Task brief
Please count the lines of the material below that contain the word "noun", treating uppercase and lowercase letters as different. Reply with the number alone.

Records provided
================
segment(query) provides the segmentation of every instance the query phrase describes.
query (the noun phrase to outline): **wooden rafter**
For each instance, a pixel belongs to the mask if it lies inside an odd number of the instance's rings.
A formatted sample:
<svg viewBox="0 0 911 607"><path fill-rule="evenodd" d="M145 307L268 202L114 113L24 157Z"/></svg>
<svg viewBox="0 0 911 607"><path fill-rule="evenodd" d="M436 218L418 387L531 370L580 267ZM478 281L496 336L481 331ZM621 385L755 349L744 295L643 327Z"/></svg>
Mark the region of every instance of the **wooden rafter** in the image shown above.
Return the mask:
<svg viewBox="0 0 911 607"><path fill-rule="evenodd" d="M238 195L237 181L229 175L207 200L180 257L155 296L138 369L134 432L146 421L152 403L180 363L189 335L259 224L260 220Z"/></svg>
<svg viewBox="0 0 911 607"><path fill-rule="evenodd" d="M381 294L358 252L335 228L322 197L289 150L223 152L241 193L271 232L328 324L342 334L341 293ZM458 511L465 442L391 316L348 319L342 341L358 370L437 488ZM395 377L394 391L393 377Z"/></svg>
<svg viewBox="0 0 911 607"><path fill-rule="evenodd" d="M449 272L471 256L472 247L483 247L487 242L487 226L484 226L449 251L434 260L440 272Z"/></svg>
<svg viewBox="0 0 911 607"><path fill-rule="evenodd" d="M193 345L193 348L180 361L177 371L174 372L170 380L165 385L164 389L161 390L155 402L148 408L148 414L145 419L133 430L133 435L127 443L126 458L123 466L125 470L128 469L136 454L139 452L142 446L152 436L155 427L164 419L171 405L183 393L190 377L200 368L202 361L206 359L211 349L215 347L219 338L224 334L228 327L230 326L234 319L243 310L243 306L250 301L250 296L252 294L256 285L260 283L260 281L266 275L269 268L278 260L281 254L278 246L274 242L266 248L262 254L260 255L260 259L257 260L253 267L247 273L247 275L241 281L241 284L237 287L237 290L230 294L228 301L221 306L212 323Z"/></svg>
================
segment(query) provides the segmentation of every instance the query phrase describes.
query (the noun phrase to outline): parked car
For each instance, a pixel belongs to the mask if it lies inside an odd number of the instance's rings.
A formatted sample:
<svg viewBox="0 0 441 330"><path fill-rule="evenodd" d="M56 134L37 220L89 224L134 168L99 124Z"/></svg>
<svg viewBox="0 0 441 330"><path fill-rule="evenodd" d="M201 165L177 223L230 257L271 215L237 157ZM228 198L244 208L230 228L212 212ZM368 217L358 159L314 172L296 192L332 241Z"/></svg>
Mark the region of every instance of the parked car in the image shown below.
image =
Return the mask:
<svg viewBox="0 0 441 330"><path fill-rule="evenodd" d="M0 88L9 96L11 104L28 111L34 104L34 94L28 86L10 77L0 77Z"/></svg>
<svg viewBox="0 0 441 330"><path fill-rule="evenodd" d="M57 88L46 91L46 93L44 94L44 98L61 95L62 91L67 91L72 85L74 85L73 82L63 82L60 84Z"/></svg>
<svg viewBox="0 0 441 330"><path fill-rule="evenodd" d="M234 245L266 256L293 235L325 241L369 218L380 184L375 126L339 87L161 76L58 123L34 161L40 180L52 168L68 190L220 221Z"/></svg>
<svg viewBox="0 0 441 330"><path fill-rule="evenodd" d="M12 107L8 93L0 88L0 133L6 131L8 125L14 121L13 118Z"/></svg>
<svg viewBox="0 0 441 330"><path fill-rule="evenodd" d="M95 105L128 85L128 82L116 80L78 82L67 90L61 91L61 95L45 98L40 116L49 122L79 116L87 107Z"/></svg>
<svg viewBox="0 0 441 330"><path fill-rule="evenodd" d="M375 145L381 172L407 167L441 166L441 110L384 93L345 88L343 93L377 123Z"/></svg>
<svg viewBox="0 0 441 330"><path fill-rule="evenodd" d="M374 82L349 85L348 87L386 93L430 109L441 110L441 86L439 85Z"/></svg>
================
Result of this task
2